## Task:
Using the records below, locate all lines containing "elbow" and return them.

[Referring expression data]
⁂

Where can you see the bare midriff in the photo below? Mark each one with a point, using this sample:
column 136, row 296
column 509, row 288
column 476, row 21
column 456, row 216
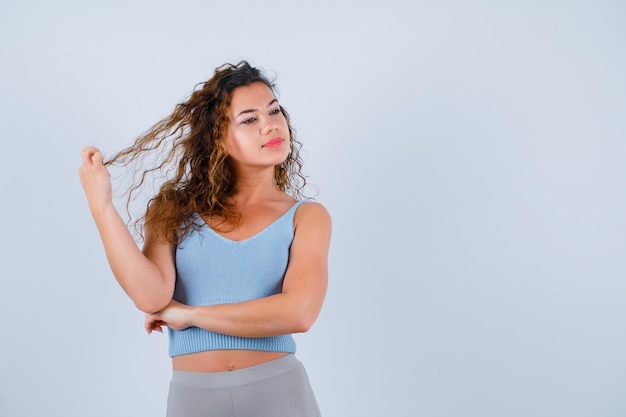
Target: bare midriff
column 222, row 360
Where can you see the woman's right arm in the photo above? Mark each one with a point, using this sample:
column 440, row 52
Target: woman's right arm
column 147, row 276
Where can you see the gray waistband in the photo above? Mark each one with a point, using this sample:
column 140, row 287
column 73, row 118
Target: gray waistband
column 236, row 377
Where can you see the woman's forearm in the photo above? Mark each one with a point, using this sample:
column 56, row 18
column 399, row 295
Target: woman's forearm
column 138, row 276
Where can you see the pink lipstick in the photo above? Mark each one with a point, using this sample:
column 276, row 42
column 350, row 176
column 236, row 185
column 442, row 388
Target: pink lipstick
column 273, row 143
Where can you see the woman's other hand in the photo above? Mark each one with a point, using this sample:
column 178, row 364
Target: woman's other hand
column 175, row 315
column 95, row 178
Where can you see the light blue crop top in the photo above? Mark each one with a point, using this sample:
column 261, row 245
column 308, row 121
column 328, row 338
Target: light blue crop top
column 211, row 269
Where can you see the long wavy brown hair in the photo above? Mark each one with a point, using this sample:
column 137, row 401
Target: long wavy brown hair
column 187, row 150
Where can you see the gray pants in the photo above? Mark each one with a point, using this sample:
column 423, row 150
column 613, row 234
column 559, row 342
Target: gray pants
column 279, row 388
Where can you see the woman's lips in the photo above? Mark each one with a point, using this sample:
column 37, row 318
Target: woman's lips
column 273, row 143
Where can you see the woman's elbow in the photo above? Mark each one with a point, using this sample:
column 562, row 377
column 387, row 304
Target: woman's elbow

⁂

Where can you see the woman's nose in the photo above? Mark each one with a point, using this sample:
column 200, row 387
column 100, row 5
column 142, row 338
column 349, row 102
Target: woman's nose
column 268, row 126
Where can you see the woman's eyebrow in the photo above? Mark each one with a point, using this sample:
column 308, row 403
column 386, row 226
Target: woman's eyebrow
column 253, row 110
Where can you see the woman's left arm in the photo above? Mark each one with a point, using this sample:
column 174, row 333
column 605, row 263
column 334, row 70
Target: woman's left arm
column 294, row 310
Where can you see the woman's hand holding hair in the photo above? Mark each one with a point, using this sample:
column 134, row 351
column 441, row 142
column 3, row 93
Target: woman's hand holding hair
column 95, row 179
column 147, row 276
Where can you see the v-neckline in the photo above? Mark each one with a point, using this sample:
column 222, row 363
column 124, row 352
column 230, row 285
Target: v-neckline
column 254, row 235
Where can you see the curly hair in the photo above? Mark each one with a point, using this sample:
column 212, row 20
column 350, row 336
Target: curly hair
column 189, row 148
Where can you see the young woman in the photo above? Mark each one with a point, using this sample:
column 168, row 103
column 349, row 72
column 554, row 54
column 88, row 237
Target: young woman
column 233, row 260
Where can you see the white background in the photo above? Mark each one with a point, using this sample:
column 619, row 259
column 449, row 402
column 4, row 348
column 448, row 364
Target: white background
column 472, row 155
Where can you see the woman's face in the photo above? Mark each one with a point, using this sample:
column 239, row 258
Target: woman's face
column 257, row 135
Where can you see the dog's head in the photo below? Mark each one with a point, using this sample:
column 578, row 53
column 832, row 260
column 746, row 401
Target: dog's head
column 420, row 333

⁂

## Exercise solution:
Where can you see the woman's elbow in the photo above? Mark each one with a point, using this sample:
Target: woman's elbow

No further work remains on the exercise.